Passage for review:
######

Well let’s see. Where did I leave off?

Friday I visited the school. I don’t think I mentioned that I first heard about it from the Cambodian American Community of Oregon, a really active and very involved group of folks who are doing wonderful things. Not just for Cambodian Americans, but for Cambodia as well. Check out their website at:

Yesterday morning (it’s Sunday night here now) I found a travel agency in town and booked Aki Ra’s ticket to the UK. $1,285. A little more than if I booked on-line, but it’s better that there is someone physical to talk to if plans change.

In the afternoon I met a most amazing man – the youngest British soldier to ever defuse a 1,000 pound unexploded bomb in the UK. Seems he joined the army at 17 and was trained in demolitions. There are still thousands of UXOs kicking around the UK from WWII. On one raid in Coventry the Germans dropped something like 170,000 bombs. 90% went off, leaving 17,000 laying around waiting for something to happen.

Well, my new friend, as a very young man (and anyone doing this type of work is a man, not a boy), received a whole lot of publicity. Seems the women of England didn’t care for “poor Johnny” defusing bombs at 17. So they raised the age to 18. And he is now, and forever will be, the youngest soldier to defuse a 1,000 pound bomb. His mates started in calling him “Babes”. And Babes he still is to this day. A “bit” older than 17; and still working with bombs, and landmines. (I’d better mention here that he’s actually a Scott, not English. It makes a difference.)

######

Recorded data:
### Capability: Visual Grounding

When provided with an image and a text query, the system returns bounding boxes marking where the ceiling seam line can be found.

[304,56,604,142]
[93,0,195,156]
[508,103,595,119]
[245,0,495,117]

######

Problem description:
Rewrite the portion of the journal entry that opens with the words "Yesterday morning (it’s" and closes with "something to happen.", putting "booking office" in place of "travel agency". The rows above are separate material, unrelated to the journal entry.

Solution for this problem:
Yesterday morning (it’s Sunday night here now) I found a booking office in town and booked Aki Ra’s ticket to the UK. $1,285. A little more than if I booked on-line, but it’s better that there is someone physical to talk to if plans change.

In the afternoon I met a most amazing man – the youngest British soldier to ever defuse a 1,000 pound unexploded bomb in the UK. Seems he joined the army at 17 and was trained in demolitions. There are still thousands of UXOs kicking around the UK from WWII. On one raid in Coventry the Germans dropped something like 170,000 bombs. 90% went off, leaving 17,000 laying around waiting for something to happen.